• _TASK DETAILS_:
Using the listing below, retype exactly the lines starting at the one with "find black pants" and ending at the one with "find gray pants", and include both.

• _RECORDS PROVIDED_:
* * *

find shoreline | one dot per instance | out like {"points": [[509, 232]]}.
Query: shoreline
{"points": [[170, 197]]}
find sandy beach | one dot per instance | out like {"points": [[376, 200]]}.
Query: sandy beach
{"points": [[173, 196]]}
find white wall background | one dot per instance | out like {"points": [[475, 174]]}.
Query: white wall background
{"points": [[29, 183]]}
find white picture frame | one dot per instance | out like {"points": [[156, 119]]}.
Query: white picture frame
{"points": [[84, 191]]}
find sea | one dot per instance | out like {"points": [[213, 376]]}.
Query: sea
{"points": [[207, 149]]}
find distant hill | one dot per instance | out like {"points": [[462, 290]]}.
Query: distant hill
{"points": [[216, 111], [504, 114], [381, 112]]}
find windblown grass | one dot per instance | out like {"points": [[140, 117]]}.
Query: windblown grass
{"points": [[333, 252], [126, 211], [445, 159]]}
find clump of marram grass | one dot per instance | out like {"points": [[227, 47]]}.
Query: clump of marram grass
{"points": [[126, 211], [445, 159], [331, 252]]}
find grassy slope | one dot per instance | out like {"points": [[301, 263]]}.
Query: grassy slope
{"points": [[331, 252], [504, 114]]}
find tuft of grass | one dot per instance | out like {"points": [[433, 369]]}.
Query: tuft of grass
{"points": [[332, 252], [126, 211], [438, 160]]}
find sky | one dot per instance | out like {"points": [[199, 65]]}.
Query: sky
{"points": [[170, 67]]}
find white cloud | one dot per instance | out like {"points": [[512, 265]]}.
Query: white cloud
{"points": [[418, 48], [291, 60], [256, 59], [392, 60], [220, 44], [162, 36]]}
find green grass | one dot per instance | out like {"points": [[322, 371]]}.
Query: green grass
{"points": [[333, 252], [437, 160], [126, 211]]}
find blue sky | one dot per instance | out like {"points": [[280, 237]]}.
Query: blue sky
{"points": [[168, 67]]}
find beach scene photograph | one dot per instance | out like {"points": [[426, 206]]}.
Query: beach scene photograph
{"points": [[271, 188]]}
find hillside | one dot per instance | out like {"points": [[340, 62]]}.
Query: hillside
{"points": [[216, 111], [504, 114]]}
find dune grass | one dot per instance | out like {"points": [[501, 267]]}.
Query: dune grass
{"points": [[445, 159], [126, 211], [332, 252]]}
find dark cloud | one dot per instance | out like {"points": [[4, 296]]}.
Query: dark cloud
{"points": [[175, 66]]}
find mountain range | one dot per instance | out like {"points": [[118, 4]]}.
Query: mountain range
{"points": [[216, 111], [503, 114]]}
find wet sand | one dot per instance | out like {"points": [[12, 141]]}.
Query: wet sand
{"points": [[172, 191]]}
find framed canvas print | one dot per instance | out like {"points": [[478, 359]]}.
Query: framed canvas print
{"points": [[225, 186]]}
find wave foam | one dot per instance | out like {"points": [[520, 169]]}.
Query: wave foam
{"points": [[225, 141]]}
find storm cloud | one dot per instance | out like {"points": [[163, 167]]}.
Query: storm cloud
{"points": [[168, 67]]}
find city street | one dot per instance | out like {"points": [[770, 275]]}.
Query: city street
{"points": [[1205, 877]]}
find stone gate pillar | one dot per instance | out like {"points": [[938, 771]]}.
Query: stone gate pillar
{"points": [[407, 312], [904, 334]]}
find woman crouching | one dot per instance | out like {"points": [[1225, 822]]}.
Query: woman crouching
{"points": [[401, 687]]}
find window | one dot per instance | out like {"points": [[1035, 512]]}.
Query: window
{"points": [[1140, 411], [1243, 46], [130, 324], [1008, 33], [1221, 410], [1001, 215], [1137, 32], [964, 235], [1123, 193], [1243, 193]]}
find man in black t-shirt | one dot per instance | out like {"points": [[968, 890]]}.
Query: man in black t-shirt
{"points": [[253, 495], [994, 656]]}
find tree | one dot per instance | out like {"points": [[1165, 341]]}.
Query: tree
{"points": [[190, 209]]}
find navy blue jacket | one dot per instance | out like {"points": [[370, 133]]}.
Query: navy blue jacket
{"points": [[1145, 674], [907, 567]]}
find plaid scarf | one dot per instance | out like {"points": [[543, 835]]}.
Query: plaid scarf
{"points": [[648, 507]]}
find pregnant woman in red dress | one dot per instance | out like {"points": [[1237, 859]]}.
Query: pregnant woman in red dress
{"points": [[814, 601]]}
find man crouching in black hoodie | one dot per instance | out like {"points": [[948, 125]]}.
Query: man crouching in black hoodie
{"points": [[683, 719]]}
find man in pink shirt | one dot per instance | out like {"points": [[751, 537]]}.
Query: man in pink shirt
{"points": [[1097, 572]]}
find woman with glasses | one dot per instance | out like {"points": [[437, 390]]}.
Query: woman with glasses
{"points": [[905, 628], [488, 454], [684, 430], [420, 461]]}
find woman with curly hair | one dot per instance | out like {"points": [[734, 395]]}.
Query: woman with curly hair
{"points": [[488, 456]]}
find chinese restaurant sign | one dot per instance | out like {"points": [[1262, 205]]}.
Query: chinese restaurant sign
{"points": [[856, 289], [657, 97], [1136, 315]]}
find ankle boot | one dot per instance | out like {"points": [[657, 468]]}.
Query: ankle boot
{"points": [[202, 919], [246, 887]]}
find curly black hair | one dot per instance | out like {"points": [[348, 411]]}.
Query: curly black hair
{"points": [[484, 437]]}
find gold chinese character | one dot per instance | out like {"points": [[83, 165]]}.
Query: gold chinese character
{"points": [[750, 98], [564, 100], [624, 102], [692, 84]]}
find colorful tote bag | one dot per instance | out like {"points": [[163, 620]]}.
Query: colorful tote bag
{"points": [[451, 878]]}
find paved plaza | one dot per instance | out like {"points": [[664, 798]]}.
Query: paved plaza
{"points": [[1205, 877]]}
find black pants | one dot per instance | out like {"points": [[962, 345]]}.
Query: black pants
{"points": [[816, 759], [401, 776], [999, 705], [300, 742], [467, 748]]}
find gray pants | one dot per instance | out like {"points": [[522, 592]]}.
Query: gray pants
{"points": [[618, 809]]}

* * *

• _OUTPUT OF THE TASK_:
find black pants | one dot per instance | out like {"points": [[962, 345]]}.
Query: black pants
{"points": [[816, 759], [401, 776], [999, 705], [300, 742], [467, 748]]}
find gray pants | one dot per instance | out like {"points": [[522, 592]]}.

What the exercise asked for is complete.